Page —
- - - -

What you've re-invented is XMPP.

The original Facebook Messenger and Google Talk both used XMPP, it has support for encryption and push notifications.... For a brief period, you could actually chat across ecosystems.

And it died, everyone closed up their ecosystem.

We do have matrix now, but it's still largely irrelevant, and doesn't really feel fully baked yet.

At this point, all the major companies have a huge vested interest in keeping things closed.

Without blue bubble lock-in, I, and quite a few people I know, would ditch increasingly mediocre iPhones for Android, so apple has to keep building iMessage exclusive features and has to avoid ever releasing an iMessage android app (most recently, Apple Invites, which integrates with iMessage cleanly and is impossible for third-party apps to integrate so neatly).

- - - -

Record set —
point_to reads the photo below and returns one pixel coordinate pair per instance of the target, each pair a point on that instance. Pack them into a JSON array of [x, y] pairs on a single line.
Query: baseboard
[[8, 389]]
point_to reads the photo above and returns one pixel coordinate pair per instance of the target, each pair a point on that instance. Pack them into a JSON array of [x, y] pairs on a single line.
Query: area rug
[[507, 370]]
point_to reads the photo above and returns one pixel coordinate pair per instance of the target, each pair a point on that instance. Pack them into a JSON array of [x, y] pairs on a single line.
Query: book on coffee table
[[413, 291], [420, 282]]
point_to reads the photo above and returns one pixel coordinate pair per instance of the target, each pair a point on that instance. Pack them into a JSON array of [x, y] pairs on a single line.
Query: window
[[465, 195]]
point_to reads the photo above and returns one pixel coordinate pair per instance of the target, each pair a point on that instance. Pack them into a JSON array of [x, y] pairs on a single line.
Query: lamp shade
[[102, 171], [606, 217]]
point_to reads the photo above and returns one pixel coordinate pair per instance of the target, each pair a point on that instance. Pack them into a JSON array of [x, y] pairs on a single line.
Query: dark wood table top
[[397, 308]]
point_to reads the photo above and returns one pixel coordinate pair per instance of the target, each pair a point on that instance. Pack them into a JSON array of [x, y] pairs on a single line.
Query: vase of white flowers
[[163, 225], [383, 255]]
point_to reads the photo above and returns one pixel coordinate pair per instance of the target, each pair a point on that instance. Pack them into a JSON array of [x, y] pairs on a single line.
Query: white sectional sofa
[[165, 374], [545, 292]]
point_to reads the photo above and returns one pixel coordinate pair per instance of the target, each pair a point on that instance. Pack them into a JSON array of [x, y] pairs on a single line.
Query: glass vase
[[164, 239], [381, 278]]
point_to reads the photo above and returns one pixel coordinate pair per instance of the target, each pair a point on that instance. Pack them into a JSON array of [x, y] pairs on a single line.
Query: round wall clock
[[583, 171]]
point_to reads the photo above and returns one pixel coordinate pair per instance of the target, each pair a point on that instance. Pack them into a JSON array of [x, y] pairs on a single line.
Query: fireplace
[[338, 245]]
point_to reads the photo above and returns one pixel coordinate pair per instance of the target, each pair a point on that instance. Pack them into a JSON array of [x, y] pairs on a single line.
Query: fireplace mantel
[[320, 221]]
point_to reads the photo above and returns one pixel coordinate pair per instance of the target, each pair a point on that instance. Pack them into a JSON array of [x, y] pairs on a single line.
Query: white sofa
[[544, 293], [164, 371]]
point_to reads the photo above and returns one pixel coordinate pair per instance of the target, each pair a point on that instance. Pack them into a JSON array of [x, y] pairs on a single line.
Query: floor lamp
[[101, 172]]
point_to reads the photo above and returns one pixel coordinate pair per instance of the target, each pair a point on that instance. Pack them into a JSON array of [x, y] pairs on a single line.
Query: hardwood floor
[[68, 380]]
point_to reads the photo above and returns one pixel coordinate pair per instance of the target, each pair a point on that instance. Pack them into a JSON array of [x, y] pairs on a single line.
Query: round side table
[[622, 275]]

- - - -

Task goal —
According to the comment on XMPP, which two messaging services originally used it? The entries have nothing to do with what follows.

Result of the task —
The original Facebook Messenger and Google Talk.